*** Data shown

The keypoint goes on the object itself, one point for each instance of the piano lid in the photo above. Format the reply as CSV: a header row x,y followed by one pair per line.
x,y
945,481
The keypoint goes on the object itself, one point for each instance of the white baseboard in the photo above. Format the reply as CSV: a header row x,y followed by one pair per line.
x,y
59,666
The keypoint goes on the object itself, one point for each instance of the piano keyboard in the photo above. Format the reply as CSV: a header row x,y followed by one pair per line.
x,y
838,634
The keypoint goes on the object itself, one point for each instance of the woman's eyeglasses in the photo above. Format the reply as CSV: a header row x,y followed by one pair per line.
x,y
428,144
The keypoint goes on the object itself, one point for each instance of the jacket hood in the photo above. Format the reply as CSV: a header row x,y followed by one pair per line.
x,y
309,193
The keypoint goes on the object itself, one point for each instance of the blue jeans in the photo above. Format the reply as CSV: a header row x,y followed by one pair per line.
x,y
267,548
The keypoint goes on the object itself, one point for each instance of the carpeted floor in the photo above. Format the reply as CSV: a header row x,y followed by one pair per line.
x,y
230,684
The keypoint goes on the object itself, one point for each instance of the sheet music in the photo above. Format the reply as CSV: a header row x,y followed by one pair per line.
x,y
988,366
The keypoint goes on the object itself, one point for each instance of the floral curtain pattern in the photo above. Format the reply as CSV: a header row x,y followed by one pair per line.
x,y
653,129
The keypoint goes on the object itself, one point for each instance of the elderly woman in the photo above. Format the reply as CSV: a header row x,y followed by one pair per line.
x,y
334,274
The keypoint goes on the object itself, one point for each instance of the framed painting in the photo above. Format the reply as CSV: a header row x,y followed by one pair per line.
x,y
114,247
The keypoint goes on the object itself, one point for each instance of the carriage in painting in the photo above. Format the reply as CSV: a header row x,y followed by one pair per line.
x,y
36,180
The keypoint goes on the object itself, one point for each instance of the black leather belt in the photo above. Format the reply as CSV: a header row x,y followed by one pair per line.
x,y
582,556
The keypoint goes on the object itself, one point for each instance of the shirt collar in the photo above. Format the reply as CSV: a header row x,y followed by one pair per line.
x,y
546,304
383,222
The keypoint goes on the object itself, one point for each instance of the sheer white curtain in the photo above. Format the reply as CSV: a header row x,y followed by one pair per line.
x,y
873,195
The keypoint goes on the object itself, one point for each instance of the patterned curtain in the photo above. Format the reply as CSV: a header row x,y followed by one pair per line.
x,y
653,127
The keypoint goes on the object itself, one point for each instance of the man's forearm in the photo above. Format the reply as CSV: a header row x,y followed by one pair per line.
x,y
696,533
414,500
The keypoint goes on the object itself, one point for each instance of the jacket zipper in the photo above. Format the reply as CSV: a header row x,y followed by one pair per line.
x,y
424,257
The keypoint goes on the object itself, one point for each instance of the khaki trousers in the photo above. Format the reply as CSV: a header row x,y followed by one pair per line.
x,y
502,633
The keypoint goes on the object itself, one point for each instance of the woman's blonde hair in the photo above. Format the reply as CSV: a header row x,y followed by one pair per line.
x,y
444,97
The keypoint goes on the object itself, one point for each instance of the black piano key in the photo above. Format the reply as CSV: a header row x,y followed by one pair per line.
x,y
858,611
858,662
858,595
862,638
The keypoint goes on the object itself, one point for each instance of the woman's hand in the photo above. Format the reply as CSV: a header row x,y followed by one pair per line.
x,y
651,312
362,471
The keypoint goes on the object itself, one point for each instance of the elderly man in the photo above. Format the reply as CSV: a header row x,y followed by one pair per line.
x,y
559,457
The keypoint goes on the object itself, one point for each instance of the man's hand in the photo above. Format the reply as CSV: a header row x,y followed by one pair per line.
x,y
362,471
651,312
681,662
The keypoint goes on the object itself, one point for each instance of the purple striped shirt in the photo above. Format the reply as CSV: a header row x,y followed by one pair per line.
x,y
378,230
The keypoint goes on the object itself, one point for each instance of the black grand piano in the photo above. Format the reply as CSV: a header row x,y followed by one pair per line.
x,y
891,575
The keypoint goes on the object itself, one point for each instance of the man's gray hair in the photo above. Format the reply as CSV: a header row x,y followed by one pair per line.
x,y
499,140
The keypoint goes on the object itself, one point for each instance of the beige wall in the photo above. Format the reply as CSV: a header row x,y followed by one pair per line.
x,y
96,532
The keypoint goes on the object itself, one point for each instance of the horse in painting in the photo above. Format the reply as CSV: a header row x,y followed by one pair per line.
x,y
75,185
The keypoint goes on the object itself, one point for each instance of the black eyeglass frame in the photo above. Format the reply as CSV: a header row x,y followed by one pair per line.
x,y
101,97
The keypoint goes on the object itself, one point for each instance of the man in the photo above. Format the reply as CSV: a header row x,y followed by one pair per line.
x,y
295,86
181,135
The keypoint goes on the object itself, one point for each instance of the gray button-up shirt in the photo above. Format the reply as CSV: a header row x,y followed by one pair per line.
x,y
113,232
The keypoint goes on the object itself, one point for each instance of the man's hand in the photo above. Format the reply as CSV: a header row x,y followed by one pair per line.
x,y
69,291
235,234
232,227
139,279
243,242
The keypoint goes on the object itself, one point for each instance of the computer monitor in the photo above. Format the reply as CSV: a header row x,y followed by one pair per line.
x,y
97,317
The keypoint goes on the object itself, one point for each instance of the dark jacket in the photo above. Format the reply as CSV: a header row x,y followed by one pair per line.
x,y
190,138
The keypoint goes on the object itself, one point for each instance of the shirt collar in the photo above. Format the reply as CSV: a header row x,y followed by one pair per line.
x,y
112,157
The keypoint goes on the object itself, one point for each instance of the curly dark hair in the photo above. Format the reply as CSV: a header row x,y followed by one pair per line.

******

→ **Directions for this task**
Retype all of the data shown above, word for word.

→ **Task result**
The keypoint goes on the object itself, one point for each instance of the piano lid in the photo above. Format the reply as CSV: a header row x,y followed by one pair per line.
x,y
945,481
The keypoint goes on the object itself, one point for each instance of the white baseboard in the photo above. Format the reply as CSV: a header row x,y followed by one pair per line.
x,y
59,666
The keypoint goes on the object itself, one point for each instance of the piano keyboard in the photo above. Format the reply as CSV: a header row x,y followed by one pair per line.
x,y
838,634
The keypoint goes on the object itself, one point for each instance of the woman's eyeglasses in the photo above. Format the reply as CSV: a header row x,y followed by one pair per line.
x,y
428,144
The keypoint goes on the object itself, one point for each instance of the jacket hood in the photo above. Format the reply as CSV: a header row x,y followed by one pair per line.
x,y
309,193
The keypoint goes on the object itself, one point for each instance of the blue jeans in the photo above. Format the reply as CSV: a header row x,y followed by one pair per line.
x,y
267,548
The keypoint goes on the object itself, one point for each instance of the carpeted floor in the photo above. Format the reply as CSV: a header row x,y followed by one pair per line.
x,y
230,684
The keypoint goes on the object itself, one point for each instance of the sheet music in the photo above. Format the reply as CSV: a header row x,y followed by one pair per line.
x,y
988,366
The keypoint goes on the object itself, one point for each instance of the floral curtain pattern in the photo above. Format the reply as CSV: a header row x,y followed by one pair per line.
x,y
653,129
The keypoint goes on the object itself, one point for each instance of the elderly woman in the photo above. Format the reply as CSV: a header row x,y followed by one pair per line.
x,y
334,274
The keypoint goes on the object itself, one point for each instance of the framed painting in the photo above. Format the reply as CSV: a header row x,y followed by one pair per line.
x,y
114,247
The keypoint goes on the object itself, one point for each instance of the carriage in painting in the photo above. Format the reply as CSV: a header row x,y followed by one pair per line.
x,y
36,180
The keypoint goes on the object itself, one point for each instance of the black leather belt in the photo above. Format the reply as CSV: a header row x,y followed by one pair per line.
x,y
582,556
The keypoint goes on the object itself, one point for each instance of the shirt collar in the photo above. Format the reply as CSV: a header row x,y followed by one pair per line.
x,y
546,304
383,222
The keypoint goes on the object itself, one point for each instance of the sheer white curtain in the photo above. Format the reply as CSV: a header row x,y followed by one pair per line.
x,y
873,195
The keypoint goes on the object itself, one point for each instance of the patterned curtain in the photo above. Format the reply as CSV: a header row x,y followed by one pair per line.
x,y
653,127
The keypoint goes on the object itself, one point for each instance of the man's forearm in the photo above. Format the reply as CSV: a header row x,y followed by one pair per line.
x,y
696,533
414,500
The keypoint goes on the object itself, one point for each instance of the jacket zipper in the photo above. Format the reply as CSV: a header row x,y followed by one pair per line.
x,y
424,257
The keypoint goes on the object itself, one point for each instance of the khaki trousers in the photo above. Format the reply as CSV: a header row x,y followed by one pair per line.
x,y
502,633
The keypoint goes on the object itself, one point for each instance of the woman's blonde hair in the photo above. Format the reply as CSV: a header row x,y followed by one pair per line.
x,y
444,97
The keypoint goes on the object itself, one point for each instance of the black piano key in the photo above. Format the reply as CSV: a header row x,y followed by one pair per line.
x,y
858,611
858,662
858,595
862,638
The keypoint goes on the object itself, one point for each instance of the woman's hand in the photo above. Format the reply as CSV: a header row x,y followed by one pair per line.
x,y
651,312
362,471
The keypoint goes on the object itself, one point for each instance of the elderly man in the photo above. Format the reply as CSV: a header row x,y followed by one pair per line.
x,y
559,457
The keypoint goes on the object itself, one point for each instance of the man's hand in the photo above. Format the reply as CSV: a header row x,y followed by one pair per line.
x,y
362,471
651,312
681,662
The keypoint goes on the object itself, one point for each instance of the purple striped shirt in the photo above. Format the reply as CSV: a header row x,y followed by one pair per line.
x,y
378,230
The keypoint goes on the object itself, one point for each instance of the black grand piano in the photo above. Format the reply as CSV: a header row x,y followed by one pair per line.
x,y
891,575
The keypoint goes on the object itself, one point for each instance of the man's gray hair in the photo above. Format the reply as CSV: a header row x,y followed by one pair per line.
x,y
499,140
The keypoint goes on the object itself, one point for each instance of the beige wall in the photo above. Format the reply as CSV: a header row x,y followed by one pair per line.
x,y
96,532
The keypoint goes on the object itself, one point for each instance of the horse in painting in the photo above. Format the reply as CSV: a header row x,y followed by one pair per line.
x,y
75,185
The keypoint goes on the object itself, one point for each instance of the black eyeglass frame in the photo above. Format the reply as CSV: a header row x,y followed by one pair per line.
x,y
101,97
The keypoint goes on the object itself, one point for each instance of the man in the photo above. Format the reply as CSV: a header row x,y followed by one pair per line.
x,y
295,86
181,135
The keypoint goes on the object itself, one point for each instance of the gray button-up shirt in the photo above. Format the reply as CSV: a header row x,y followed by one pair per line.
x,y
113,232
The keypoint goes on the object itself, one point for each instance of the man's hand in the photo above. Format the reply as CSV: a header row x,y followed by one pair per line.
x,y
69,291
235,234
232,227
139,279
243,242
The keypoint goes on the object itself, one point for each instance of the computer monitor in the photo above. Format the reply as CSV: a header row x,y followed by one pair per line.
x,y
97,317
The keypoint goes on the object itself, one point for each instance of the dark jacket in the photo above. Format the reply as CSV: a header row x,y followed by one pair per line.
x,y
190,138
The keypoint goes on the object itself, one point for each instance of the shirt collar in the photo above. Format the reply as CSV: a header row x,y followed by one pair per line.
x,y
112,157
The keypoint goes on the object itself, one point for each instance of the curly dark hair in the photo above. Format the reply as CSV: a header row x,y followed by one pair per line.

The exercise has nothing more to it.